*Action item:*
Starting at the first line, copy the data below through to the end, exactly.

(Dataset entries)
========================================

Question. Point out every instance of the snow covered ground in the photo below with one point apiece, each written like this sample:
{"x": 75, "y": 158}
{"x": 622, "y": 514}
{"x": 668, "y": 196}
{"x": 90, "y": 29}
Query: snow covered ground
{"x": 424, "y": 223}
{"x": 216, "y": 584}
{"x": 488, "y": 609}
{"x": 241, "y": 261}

========================================

*Exercise output:*
Question. Point out every instance of the snow covered ground in the photo below with one point apiece, each written like this sample:
{"x": 75, "y": 158}
{"x": 622, "y": 514}
{"x": 668, "y": 196}
{"x": 90, "y": 29}
Query: snow covered ground
{"x": 424, "y": 223}
{"x": 216, "y": 584}
{"x": 488, "y": 609}
{"x": 241, "y": 261}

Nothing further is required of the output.